**Task brief**
Display each line of the records below that contains the string "green", treating uppercase and lowercase letters as different.

Rows from an object pointing dataset
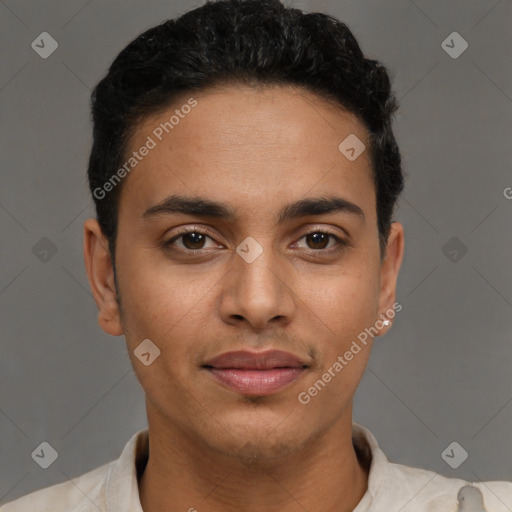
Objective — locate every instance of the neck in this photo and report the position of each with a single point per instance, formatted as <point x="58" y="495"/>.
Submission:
<point x="181" y="475"/>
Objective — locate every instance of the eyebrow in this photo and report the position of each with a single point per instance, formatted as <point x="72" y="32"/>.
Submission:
<point x="202" y="207"/>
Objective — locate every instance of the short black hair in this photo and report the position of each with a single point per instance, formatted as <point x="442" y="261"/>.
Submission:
<point x="251" y="42"/>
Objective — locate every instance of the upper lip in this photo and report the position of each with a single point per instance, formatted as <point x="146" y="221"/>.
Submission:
<point x="246" y="360"/>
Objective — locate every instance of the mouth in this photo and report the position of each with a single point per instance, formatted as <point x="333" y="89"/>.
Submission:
<point x="256" y="373"/>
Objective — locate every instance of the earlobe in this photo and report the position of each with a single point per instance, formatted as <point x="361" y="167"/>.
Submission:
<point x="100" y="273"/>
<point x="390" y="269"/>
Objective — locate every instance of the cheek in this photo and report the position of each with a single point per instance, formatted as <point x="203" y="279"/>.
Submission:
<point x="163" y="302"/>
<point x="341" y="303"/>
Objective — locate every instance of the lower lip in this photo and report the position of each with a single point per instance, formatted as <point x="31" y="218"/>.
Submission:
<point x="256" y="382"/>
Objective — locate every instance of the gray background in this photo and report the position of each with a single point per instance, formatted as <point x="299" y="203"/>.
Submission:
<point x="442" y="374"/>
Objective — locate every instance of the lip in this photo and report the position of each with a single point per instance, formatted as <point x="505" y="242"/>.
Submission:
<point x="256" y="373"/>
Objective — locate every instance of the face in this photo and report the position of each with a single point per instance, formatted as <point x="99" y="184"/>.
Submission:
<point x="245" y="271"/>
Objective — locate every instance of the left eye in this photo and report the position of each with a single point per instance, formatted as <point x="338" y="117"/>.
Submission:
<point x="192" y="240"/>
<point x="318" y="240"/>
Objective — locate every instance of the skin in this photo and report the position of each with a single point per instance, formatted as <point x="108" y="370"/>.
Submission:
<point x="256" y="150"/>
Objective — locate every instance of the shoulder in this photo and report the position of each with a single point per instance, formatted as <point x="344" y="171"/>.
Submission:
<point x="417" y="489"/>
<point x="81" y="494"/>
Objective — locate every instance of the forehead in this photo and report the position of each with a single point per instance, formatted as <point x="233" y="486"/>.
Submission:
<point x="248" y="144"/>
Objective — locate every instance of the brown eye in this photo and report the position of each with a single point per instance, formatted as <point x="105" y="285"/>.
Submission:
<point x="193" y="240"/>
<point x="318" y="240"/>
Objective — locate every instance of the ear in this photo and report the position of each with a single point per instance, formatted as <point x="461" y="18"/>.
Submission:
<point x="101" y="277"/>
<point x="390" y="268"/>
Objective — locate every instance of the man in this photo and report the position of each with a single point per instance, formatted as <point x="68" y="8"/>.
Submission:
<point x="245" y="173"/>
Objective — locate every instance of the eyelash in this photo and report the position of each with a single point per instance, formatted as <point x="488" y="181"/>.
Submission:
<point x="168" y="245"/>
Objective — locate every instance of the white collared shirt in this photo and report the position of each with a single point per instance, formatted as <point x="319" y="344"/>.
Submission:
<point x="391" y="487"/>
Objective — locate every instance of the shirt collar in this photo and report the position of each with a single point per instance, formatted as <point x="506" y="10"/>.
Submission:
<point x="122" y="491"/>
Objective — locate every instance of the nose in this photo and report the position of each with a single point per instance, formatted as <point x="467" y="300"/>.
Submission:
<point x="259" y="293"/>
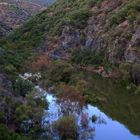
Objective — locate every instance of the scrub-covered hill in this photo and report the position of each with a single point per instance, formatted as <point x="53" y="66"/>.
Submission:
<point x="14" y="13"/>
<point x="99" y="36"/>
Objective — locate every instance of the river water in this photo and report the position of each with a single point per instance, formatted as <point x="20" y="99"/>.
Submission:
<point x="104" y="128"/>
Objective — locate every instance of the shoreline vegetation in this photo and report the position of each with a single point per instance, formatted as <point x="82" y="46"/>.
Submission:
<point x="88" y="49"/>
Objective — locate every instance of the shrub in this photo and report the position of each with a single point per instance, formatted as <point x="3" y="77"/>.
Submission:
<point x="66" y="127"/>
<point x="23" y="87"/>
<point x="136" y="73"/>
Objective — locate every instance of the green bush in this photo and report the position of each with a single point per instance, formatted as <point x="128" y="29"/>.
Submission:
<point x="6" y="135"/>
<point x="66" y="127"/>
<point x="23" y="87"/>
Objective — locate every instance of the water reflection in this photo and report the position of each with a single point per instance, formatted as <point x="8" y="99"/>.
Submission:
<point x="103" y="128"/>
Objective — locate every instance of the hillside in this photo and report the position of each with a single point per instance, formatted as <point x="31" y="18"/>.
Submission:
<point x="62" y="43"/>
<point x="14" y="13"/>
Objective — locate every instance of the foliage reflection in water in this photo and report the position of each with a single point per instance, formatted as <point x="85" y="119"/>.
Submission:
<point x="103" y="128"/>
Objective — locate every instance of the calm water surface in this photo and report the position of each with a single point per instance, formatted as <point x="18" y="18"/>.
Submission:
<point x="105" y="128"/>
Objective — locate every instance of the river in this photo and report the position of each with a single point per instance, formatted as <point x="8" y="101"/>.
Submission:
<point x="104" y="128"/>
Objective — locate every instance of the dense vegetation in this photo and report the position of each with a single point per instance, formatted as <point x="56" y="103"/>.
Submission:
<point x="19" y="52"/>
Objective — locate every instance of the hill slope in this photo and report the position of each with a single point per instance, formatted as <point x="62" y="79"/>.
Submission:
<point x="14" y="13"/>
<point x="97" y="33"/>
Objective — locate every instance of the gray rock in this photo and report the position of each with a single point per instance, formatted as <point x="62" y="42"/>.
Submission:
<point x="5" y="85"/>
<point x="1" y="52"/>
<point x="70" y="37"/>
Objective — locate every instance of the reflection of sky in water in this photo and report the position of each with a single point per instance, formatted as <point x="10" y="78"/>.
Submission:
<point x="105" y="127"/>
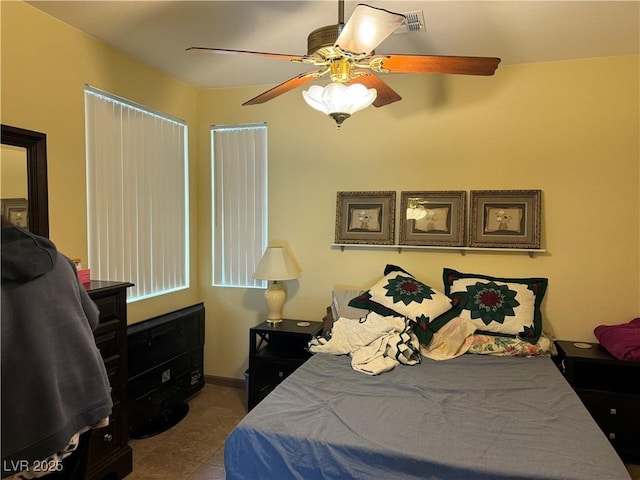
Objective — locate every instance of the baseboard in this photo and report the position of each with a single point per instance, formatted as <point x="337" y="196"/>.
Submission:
<point x="224" y="381"/>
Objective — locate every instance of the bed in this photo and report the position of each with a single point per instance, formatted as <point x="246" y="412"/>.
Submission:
<point x="471" y="416"/>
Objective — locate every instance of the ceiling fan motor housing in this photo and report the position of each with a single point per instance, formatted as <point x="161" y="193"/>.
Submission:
<point x="323" y="37"/>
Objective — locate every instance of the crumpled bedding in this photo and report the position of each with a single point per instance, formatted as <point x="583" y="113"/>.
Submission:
<point x="375" y="343"/>
<point x="622" y="341"/>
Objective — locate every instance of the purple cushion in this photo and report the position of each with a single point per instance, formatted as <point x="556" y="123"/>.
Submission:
<point x="621" y="341"/>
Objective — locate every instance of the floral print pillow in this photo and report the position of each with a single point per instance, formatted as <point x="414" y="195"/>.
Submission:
<point x="404" y="294"/>
<point x="514" y="347"/>
<point x="500" y="306"/>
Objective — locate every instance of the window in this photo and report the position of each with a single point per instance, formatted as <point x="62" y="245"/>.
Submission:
<point x="137" y="196"/>
<point x="239" y="186"/>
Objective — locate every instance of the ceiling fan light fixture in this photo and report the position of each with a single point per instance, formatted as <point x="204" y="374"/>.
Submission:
<point x="338" y="100"/>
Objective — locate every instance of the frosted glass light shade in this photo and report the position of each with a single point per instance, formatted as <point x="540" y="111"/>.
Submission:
<point x="338" y="100"/>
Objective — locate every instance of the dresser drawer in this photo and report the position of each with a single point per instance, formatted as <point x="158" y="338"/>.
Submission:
<point x="108" y="343"/>
<point x="108" y="307"/>
<point x="105" y="441"/>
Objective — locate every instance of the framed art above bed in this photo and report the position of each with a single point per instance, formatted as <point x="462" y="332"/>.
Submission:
<point x="433" y="218"/>
<point x="505" y="218"/>
<point x="365" y="217"/>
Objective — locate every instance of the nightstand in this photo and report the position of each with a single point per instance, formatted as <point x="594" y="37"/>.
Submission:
<point x="610" y="389"/>
<point x="276" y="351"/>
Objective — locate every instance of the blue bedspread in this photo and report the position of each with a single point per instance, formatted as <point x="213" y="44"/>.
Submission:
<point x="472" y="417"/>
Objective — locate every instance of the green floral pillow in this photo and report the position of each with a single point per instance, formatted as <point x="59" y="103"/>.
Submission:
<point x="401" y="292"/>
<point x="498" y="306"/>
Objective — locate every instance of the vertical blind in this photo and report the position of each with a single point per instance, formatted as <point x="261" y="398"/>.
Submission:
<point x="137" y="196"/>
<point x="239" y="184"/>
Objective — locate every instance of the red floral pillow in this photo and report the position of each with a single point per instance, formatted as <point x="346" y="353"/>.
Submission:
<point x="498" y="306"/>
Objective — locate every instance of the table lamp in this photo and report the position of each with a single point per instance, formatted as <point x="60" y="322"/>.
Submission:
<point x="276" y="265"/>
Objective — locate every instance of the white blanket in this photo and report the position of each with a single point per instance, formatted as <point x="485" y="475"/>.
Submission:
<point x="376" y="343"/>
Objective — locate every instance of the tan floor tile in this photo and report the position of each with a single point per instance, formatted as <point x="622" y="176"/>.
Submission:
<point x="209" y="472"/>
<point x="193" y="449"/>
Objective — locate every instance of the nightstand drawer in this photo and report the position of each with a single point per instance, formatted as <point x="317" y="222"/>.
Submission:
<point x="275" y="352"/>
<point x="608" y="409"/>
<point x="274" y="371"/>
<point x="609" y="389"/>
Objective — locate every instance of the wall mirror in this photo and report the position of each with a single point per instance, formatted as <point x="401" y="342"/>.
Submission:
<point x="25" y="196"/>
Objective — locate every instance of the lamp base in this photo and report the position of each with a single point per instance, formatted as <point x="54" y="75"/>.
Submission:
<point x="275" y="297"/>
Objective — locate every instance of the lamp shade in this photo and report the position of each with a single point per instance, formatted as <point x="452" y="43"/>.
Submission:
<point x="276" y="264"/>
<point x="339" y="100"/>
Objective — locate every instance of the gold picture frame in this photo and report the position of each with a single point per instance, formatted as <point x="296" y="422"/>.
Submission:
<point x="16" y="211"/>
<point x="365" y="218"/>
<point x="433" y="218"/>
<point x="505" y="218"/>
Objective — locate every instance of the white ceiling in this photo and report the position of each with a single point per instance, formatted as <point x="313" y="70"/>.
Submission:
<point x="521" y="31"/>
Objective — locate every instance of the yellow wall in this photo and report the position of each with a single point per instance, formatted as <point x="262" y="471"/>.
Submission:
<point x="569" y="128"/>
<point x="44" y="66"/>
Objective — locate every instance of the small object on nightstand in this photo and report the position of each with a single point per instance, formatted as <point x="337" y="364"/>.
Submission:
<point x="276" y="351"/>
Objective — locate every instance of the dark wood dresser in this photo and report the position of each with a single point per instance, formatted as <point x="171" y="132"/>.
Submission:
<point x="110" y="456"/>
<point x="610" y="389"/>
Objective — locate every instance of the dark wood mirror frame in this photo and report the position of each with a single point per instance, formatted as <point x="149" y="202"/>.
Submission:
<point x="38" y="202"/>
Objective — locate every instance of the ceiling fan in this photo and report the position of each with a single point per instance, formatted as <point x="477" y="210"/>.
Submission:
<point x="346" y="53"/>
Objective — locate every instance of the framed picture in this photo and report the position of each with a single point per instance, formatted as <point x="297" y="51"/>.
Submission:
<point x="433" y="218"/>
<point x="15" y="210"/>
<point x="365" y="217"/>
<point x="505" y="218"/>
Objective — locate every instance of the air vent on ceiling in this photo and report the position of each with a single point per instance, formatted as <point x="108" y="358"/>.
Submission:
<point x="413" y="24"/>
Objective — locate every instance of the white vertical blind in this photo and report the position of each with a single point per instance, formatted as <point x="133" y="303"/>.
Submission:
<point x="137" y="196"/>
<point x="239" y="185"/>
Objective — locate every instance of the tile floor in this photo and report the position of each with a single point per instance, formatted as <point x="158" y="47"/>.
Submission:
<point x="194" y="448"/>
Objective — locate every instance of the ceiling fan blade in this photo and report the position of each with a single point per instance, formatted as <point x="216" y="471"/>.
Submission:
<point x="224" y="51"/>
<point x="367" y="28"/>
<point x="284" y="87"/>
<point x="440" y="64"/>
<point x="386" y="94"/>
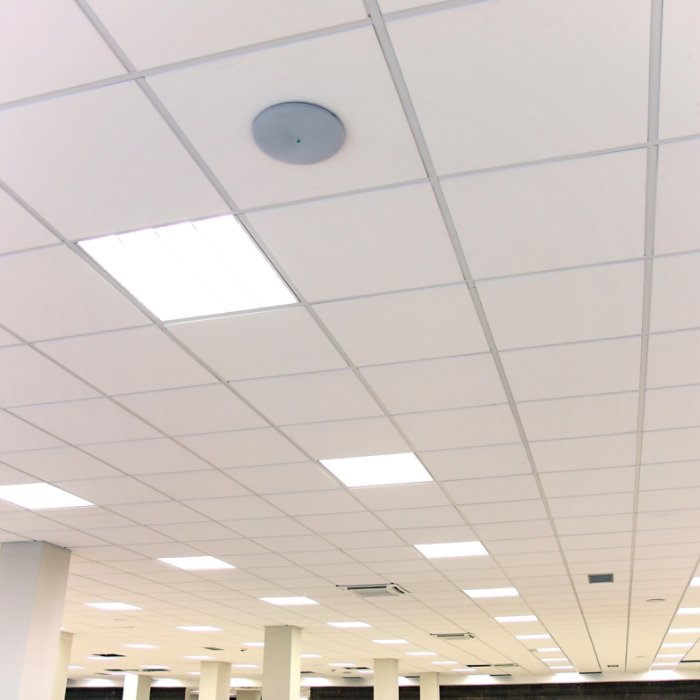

**Final result**
Objective — locate every instance of the green bush in this photo and report the position of each with a single point per instance, formatted as <point x="128" y="29"/>.
Objective — locate every instance of the green floral pillow in this photo and report the position of each with a single point per instance, formatted as <point x="59" y="103"/>.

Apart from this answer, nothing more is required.